PAGE EXTRACT »

begin

1 files changed, 45 insertions, 13 deletions
diff --git a/Tools/peg_generator/pegen/tokenizer.py b/Tools/peg_generator/pegen/tokenizer.py
index 61a28ef..7ee49e1 100644
--- a/Tools/peg_generator/pegen/tokenizer.py
+++ b/Tools/peg_generator/pegen/tokenizer.py
@@ -1,10 +1,10 @@
 import token
 import tokenize
-from typing import List, Iterator
+from typing import Dict, Iterator, List
 
 Mark = int  # NewType('Mark', int)
 
-exact_token_types = token.EXACT_TOKEN_TYPES  # type: ignore
+exact_token_types = token.EXACT_TOKEN_TYPES
 
 
 def shorttok(tok: tokenize.TokenInfo) -> str:
@@ -19,26 +19,22 @@ class Tokenizer:
 
     _tokens: List[tokenize.TokenInfo]
 
-    def __init__(self, tokengen: Iterator[tokenize.TokenInfo], *, verbose: bool = False):
+    def __init__(
+        self, tokengen: Iterator[tokenize.TokenInfo], *, path: str = "", verbose: bool = False
+    ):
         self._tokengen = tokengen
         self._tokens = []
         self._index = 0
         self._verbose = verbose
+        self._lines: Dict[int, str] = {}
+        self._path = path
         if verbose:
             self.report(False, False)

end

PROVIDED DATA »
begin

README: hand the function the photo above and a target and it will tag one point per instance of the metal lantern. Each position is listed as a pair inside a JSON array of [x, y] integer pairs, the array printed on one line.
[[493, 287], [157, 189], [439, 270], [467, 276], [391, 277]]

end

LIST OF TASKS »
1. List every instance attribute that the new version of `__init__` in the tokenizer.py diff assigns on `self`.
2. Based on the tokenizer.py diff, mark each statement yes or no:
(a) The change drops a `# type: ignore` comment from the `exact_token_types` line.
(b) The new `path` parameter of `__init__` defaults to `None`.
(c) The diff reports 13 deletions.
The data come from a different source than the diff.

ANSWERS TO THE TASKS »
1.
- `_tokengen`
- `_tokens`
- `_index`
- `_verbose`
- `_lines`
- `_path`

2.
(a) Yes. The line "exact_token_types = token.EXACT_TOKEN_TYPES  # type: ignore" is replaced by "exact_token_types = token.EXACT_TOKEN_TYPES".
(b) No. The new parameter is declared as "path: str = """.
(c) Yes. The summary reads "45 insertions, 13 deletions".